Esercizi ▸
1. Trascrivi parola per parola il passo della pagina che va da "La Messa inizia" fino a "l’orafo Michele Affidato." compreso.
2. In quale chiesa, secondo la pagina, si è svolta l'ordinazione episcopale di mons. Alberto Torriani?
3. Per favore, indica se ciascuna affermazione concorda con la pagina, rispondendo sì o no e citando le parole decisive: (a) mons. Torriani è il nuovo arcivescovo di Crotone-Santa Severina; (b) il sindaco di Crotone sedeva in fondo alla navata laterale; (c) la Messa è cominciata in ritardo.

Pagina ▸
==*==

Così lontani, così vicini: l’ordinazione episcopale di mons. Torriani costruisce un ponte

MILANO – Una festa, benedetta dall’abbraccio fra la chiesa ambrosiana e quella calabrese. L’ordinazione episcopale nel Duomo di Milano di mons. Alberto Torriani, nuovo arcivescovo di Crotone- Santa Severina, è stata anzitutto questo. Un rito di grande fascino, celebrato,  in quella che l’arcivescovo Mario Delpini definisce nel saluto iniziale “la chiesa italiana più bella del mondo”, davanti le effigi bronzee di Sant’ Ambrogio e San Carlo, che dal presbiterio dietro l’altare maggiore guardano alla folla dei fedeli come per indicare la strada.

La Messa inizia con cronometrica precisione, introdotta dalla lunga teoria di celebranti e concelebranti. Ci sono i vescovi calabresi, con il presidente Fortunato Morrone e il vice presidente della CEI Francesco Savino, e tanti vescovi lombardi. Tanti i sacerdoti arrivati dalla diocesi crotonese, nei banchi della navata laterale che domina il presbiterio, accanto a quelli riservati ai giornalisti e operatori delle emittenti tv, a partire da quelle calabresi. In prima fila nella navata centrale il sindaco di Crotone Vincenzo Voce. Non manca l’orafo Michele Affidato.

==*==

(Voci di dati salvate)
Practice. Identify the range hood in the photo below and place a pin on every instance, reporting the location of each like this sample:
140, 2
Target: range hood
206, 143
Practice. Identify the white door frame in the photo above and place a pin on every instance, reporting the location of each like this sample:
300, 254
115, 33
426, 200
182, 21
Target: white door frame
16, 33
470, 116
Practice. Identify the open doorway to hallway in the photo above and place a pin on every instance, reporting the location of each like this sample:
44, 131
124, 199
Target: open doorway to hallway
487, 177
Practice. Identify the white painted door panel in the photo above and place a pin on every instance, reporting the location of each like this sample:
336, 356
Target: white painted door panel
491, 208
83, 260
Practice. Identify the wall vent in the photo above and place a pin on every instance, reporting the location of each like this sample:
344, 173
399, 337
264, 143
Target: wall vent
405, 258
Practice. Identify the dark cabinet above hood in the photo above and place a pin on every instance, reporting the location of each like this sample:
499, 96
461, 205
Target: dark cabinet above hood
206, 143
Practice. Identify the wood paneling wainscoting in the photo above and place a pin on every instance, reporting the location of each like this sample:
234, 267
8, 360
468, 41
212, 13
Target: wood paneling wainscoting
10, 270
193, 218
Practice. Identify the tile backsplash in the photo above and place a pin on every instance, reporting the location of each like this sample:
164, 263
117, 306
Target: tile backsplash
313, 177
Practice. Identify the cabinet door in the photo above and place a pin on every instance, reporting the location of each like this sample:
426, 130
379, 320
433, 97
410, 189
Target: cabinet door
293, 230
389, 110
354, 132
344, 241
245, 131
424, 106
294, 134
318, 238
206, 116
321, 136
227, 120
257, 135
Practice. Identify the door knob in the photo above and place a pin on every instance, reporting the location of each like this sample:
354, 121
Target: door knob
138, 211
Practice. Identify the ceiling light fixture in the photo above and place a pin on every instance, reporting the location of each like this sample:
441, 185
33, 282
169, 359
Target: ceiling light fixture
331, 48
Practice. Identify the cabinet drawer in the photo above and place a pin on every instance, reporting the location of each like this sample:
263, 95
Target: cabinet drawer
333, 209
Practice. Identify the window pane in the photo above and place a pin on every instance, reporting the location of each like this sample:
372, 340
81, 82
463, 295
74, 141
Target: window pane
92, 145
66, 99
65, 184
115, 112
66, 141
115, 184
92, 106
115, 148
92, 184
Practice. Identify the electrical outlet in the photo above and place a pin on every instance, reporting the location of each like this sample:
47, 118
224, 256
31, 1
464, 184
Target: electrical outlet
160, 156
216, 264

==*==

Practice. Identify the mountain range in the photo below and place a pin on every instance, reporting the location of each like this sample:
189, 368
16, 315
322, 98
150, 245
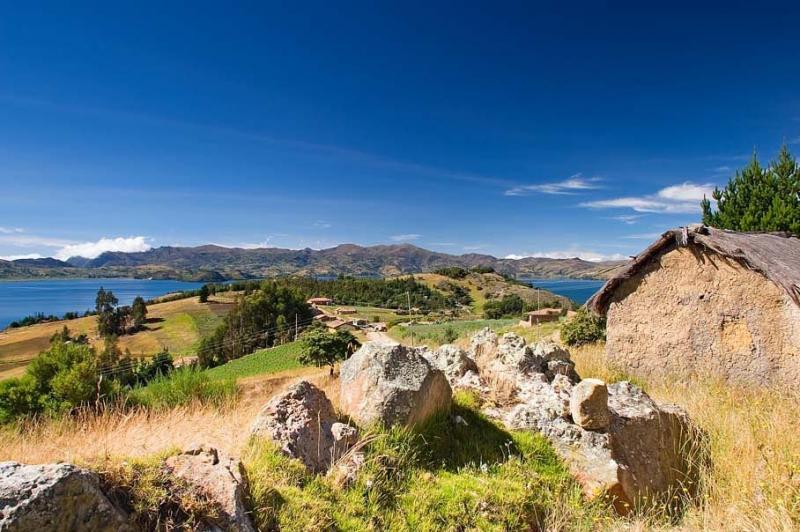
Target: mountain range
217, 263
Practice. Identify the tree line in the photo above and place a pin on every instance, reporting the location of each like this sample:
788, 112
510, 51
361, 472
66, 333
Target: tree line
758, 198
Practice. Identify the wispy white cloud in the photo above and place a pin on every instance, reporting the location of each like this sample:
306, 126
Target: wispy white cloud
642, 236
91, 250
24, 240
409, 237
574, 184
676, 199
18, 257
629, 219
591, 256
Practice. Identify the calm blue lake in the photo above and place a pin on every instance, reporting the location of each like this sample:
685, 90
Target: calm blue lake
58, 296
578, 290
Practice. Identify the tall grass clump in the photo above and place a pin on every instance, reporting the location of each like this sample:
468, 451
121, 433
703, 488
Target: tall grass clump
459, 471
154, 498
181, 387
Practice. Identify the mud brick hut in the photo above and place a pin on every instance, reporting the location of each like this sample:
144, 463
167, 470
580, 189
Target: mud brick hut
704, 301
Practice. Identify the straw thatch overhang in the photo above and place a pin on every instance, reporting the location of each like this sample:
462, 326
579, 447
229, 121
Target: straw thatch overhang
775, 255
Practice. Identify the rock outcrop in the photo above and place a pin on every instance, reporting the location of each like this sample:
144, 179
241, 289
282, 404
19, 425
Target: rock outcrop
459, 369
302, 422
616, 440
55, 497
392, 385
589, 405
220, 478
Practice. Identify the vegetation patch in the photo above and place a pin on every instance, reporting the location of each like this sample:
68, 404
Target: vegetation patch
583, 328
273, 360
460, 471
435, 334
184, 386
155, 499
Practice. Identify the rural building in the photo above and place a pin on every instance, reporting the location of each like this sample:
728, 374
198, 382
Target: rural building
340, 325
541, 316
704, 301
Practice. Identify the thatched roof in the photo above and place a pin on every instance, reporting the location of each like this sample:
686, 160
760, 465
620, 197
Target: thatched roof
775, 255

==*==

Soluzioni ▸
1.
La Messa inizia con cronometrica precisione, introdotta dalla lunga teoria di celebranti e concelebranti. Ci sono i vescovi calabresi, con il presidente Fortunato Morrone e il vice presidente della CEI Francesco Savino, e tanti vescovi lombardi. Tanti i sacerdoti arrivati dalla diocesi crotonese, nei banchi della navata laterale che domina il presbiterio, accanto a quelli riservati ai giornalisti e operatori delle emittenti tv, a partire da quelle calabresi. In prima fila nella navata centrale il sindaco di Crotone Vincenzo Voce. Non manca l’orafo Michele Affidato.

2. Nel Duomo di Milano.

3.
(a) Sì: "nuovo arcivescovo di Crotone- Santa Severina".
(b) No: "In prima fila nella navata centrale il sindaco di Crotone Vincenzo Voce".
(c) No: "La Messa inizia con cronometrica precisione".